Source passage:
** Start **
With poignant scenes set against the backdrop of mundanity, TRNZ's new paintings inflict their own understated pathos amidst the spectacle of images. Subdued, unassuming, and low-key, the events and characters portrayed in each of his works seem to carry with them an unverifiable weight, waiting to be discovered; waiting to register against memory. Both familiar and eerie, the weight of each scene is detected through traces of autobiographical instances-maybe his own, or maybe even yours. It is this kind of personal yet relatable content that draws our attention to pictures and stories everywhere, and this is where TRNZ has become so adept in painting his images: in colliding his own against the many uncelebrated instances of life-until they become memorable.
** End **
Coordinate labeling data:
** Start **
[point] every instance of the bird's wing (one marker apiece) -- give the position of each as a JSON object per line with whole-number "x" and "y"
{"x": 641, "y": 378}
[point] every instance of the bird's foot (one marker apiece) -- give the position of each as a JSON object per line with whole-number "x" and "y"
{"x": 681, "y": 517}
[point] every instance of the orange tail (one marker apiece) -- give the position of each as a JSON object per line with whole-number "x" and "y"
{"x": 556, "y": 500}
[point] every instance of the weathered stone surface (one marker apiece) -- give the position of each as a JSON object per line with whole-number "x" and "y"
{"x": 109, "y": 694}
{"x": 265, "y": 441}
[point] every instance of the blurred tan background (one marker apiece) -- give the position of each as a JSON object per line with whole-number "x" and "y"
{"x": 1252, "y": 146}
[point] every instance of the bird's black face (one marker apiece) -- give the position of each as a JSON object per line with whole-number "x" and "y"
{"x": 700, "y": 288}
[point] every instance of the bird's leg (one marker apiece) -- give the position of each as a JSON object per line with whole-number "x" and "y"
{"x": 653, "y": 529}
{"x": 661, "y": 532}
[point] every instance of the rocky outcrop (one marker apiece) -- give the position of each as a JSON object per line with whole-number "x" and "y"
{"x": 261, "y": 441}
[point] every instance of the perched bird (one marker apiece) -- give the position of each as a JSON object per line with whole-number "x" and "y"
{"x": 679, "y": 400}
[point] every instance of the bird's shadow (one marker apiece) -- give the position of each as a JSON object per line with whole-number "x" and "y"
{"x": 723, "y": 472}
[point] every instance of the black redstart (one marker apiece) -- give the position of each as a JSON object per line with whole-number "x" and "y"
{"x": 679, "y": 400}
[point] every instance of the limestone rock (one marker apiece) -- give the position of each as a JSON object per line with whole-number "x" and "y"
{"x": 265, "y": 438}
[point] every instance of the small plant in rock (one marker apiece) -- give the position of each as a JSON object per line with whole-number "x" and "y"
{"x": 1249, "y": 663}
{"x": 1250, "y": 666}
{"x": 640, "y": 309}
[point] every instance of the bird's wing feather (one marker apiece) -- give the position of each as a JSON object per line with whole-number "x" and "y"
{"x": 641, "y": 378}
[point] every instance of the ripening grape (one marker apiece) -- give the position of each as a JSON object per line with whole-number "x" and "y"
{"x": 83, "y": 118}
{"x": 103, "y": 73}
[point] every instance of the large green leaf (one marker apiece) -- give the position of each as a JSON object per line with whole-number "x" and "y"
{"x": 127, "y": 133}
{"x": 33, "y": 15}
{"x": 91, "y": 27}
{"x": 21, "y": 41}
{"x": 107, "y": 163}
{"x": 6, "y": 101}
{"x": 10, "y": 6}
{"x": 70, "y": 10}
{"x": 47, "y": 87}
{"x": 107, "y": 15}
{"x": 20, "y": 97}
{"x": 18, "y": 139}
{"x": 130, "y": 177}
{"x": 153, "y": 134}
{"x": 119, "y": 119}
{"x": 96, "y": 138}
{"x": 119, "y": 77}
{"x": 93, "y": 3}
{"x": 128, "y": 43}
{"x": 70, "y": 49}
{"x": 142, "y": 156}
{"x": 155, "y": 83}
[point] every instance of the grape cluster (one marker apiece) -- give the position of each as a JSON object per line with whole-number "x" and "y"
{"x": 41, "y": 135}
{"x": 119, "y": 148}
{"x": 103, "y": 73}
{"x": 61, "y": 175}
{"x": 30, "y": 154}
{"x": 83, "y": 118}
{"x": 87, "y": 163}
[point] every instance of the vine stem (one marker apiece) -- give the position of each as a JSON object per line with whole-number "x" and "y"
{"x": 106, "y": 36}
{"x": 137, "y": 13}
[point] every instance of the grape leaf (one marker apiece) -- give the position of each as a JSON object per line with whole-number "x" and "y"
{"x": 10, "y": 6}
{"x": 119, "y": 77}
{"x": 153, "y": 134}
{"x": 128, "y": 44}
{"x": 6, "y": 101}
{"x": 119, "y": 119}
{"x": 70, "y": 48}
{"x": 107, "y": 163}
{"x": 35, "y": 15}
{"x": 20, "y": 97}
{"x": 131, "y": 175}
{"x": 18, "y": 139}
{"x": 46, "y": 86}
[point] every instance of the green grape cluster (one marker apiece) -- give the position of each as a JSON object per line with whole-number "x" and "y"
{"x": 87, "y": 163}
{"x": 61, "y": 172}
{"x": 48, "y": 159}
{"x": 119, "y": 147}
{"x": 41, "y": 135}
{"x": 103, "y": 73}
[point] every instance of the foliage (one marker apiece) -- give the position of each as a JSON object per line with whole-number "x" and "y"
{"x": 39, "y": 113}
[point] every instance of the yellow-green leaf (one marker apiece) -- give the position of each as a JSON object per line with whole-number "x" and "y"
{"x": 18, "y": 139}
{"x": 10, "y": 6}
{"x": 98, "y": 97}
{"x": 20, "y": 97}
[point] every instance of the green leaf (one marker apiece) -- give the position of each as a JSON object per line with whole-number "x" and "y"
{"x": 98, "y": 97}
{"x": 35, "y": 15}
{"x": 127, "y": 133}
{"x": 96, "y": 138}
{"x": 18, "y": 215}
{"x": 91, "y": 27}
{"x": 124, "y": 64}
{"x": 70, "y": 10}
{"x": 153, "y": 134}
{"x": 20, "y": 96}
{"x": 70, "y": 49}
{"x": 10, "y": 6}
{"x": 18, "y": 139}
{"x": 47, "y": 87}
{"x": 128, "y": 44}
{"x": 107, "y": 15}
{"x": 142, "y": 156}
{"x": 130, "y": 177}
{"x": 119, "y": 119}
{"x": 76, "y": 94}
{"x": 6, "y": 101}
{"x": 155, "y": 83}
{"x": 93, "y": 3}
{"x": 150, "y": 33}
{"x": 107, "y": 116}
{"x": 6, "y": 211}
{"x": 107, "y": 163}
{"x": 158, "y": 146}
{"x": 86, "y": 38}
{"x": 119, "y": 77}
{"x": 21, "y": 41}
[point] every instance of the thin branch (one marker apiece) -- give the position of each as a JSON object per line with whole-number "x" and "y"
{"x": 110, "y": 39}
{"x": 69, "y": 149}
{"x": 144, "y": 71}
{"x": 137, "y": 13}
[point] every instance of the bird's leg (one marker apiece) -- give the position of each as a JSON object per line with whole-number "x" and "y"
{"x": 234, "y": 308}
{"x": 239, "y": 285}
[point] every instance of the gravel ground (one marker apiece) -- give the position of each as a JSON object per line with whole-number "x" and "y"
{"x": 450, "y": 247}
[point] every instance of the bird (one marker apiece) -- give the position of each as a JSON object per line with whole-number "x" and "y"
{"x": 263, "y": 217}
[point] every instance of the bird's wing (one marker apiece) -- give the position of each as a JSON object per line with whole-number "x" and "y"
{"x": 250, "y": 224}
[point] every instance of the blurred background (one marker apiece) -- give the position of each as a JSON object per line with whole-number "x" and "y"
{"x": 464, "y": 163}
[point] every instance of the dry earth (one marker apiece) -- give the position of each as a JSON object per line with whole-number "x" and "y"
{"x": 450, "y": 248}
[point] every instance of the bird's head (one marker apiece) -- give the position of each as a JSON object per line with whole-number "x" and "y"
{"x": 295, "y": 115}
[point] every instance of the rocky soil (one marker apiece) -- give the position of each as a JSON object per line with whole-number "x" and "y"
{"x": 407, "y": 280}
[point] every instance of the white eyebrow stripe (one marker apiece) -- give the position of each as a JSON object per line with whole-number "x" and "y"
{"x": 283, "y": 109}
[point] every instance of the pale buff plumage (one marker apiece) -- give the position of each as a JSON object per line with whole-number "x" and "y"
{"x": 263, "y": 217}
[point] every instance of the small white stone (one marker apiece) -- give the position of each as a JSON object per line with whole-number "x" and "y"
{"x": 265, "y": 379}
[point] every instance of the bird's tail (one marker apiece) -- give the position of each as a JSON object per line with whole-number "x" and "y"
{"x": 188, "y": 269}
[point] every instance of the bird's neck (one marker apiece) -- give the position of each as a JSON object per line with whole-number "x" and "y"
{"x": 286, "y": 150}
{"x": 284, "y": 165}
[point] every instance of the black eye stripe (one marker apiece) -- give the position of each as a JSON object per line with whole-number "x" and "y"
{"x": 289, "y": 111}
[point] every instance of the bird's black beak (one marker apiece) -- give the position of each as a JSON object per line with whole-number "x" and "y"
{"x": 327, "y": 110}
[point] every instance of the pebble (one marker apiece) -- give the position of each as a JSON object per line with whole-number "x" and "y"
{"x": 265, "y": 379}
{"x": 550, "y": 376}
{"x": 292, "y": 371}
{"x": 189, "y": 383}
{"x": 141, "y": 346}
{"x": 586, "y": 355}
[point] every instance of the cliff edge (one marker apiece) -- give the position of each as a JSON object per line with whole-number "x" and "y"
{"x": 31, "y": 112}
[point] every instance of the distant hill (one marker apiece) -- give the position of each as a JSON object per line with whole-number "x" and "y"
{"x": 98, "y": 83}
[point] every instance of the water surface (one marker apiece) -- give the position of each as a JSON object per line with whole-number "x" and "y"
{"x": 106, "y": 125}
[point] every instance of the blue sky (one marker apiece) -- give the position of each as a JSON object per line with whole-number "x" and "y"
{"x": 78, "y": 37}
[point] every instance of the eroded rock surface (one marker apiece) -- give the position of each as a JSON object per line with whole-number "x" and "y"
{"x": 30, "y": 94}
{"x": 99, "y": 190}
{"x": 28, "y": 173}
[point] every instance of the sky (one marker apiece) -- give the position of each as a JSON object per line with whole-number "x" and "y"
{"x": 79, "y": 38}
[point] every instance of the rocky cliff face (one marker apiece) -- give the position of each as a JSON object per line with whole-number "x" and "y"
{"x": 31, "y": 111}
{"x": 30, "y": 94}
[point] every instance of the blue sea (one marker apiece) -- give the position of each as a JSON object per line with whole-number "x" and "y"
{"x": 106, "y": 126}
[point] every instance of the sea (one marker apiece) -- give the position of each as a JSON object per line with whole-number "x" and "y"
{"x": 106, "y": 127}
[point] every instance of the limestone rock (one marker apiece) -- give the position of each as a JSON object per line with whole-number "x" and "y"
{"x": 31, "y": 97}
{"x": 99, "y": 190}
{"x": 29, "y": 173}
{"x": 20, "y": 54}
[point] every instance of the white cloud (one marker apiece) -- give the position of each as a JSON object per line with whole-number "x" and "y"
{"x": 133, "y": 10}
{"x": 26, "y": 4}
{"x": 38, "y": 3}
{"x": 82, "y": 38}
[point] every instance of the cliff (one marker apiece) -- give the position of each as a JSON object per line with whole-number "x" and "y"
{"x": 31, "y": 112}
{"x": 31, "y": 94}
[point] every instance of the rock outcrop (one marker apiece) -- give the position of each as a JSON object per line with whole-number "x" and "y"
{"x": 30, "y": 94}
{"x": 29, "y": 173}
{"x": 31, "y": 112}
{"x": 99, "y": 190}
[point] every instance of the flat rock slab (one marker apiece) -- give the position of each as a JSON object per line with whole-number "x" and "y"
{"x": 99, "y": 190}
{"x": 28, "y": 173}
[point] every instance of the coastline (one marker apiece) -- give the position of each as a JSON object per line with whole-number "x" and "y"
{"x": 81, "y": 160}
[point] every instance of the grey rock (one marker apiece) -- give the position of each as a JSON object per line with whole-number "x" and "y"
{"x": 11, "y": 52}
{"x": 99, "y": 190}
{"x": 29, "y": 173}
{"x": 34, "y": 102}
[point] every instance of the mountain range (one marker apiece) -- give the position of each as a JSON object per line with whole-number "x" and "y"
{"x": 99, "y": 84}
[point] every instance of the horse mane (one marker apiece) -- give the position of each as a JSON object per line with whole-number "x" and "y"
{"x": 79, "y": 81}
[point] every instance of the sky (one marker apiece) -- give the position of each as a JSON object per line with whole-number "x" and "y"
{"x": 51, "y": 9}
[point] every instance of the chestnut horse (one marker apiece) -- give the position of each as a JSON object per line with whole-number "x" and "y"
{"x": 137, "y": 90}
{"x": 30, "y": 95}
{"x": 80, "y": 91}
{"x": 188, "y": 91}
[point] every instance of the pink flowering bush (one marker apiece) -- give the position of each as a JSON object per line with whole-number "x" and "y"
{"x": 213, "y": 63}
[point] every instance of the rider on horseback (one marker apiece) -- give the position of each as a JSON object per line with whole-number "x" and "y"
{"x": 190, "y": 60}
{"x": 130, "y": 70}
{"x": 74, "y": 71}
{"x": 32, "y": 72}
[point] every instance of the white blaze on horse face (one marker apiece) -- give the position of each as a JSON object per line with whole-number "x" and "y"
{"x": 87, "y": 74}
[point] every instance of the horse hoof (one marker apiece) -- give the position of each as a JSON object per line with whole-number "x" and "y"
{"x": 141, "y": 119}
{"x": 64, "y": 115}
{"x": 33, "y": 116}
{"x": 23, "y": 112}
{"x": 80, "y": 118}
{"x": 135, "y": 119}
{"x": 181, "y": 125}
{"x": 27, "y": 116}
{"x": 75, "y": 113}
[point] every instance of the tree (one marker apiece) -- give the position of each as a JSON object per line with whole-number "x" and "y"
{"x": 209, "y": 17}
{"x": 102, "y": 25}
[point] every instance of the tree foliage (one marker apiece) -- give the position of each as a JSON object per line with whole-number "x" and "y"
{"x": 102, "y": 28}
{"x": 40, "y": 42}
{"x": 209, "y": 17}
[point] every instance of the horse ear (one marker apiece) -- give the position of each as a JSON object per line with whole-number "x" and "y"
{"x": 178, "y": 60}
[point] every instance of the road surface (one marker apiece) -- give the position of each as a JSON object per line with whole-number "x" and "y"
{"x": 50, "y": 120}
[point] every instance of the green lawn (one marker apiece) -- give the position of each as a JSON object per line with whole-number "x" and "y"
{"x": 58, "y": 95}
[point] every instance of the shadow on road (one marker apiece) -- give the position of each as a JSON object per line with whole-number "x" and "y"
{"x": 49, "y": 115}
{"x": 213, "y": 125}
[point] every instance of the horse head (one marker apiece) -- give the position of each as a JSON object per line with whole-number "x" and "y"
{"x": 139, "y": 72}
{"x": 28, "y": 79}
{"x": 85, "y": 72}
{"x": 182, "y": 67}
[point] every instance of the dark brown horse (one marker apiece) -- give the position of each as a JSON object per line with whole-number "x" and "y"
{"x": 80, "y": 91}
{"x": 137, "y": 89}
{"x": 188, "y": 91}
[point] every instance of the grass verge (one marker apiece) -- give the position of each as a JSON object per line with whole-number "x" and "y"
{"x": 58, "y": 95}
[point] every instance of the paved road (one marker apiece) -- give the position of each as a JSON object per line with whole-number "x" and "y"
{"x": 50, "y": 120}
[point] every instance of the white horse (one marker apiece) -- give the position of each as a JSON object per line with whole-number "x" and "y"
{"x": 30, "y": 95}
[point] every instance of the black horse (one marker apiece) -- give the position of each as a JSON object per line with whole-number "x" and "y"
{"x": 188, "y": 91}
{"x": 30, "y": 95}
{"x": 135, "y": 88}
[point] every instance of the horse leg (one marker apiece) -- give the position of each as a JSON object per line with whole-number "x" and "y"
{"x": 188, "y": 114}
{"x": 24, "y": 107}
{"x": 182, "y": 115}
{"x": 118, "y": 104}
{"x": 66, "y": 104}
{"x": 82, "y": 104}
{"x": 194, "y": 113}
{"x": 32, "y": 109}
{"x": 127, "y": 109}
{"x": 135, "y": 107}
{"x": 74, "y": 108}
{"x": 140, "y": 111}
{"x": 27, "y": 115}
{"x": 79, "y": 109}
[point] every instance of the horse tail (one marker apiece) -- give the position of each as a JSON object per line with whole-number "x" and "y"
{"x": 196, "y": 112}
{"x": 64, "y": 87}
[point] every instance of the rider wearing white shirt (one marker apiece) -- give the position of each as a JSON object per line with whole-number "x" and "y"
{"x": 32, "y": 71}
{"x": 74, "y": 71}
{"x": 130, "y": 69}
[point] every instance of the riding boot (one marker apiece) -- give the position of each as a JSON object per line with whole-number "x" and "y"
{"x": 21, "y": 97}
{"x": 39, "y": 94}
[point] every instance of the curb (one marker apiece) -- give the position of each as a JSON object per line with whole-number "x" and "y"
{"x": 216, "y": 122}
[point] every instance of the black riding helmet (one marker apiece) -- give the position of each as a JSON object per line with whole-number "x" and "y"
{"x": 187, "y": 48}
** End **
Given task:
In two sentences, summarize the passage about TRNZ's new paintings.

Full solution:
TRNZ's new paintings set poignant, understated scenes against everyday mundanity, and their subdued events and characters carry a weight that waits to be discovered and to register against memory. That weight comes from autobiographical traces that feel both familiar and eerie, and TRNZ is adept at colliding his own experiences with uncelebrated moments of life until they become memorable.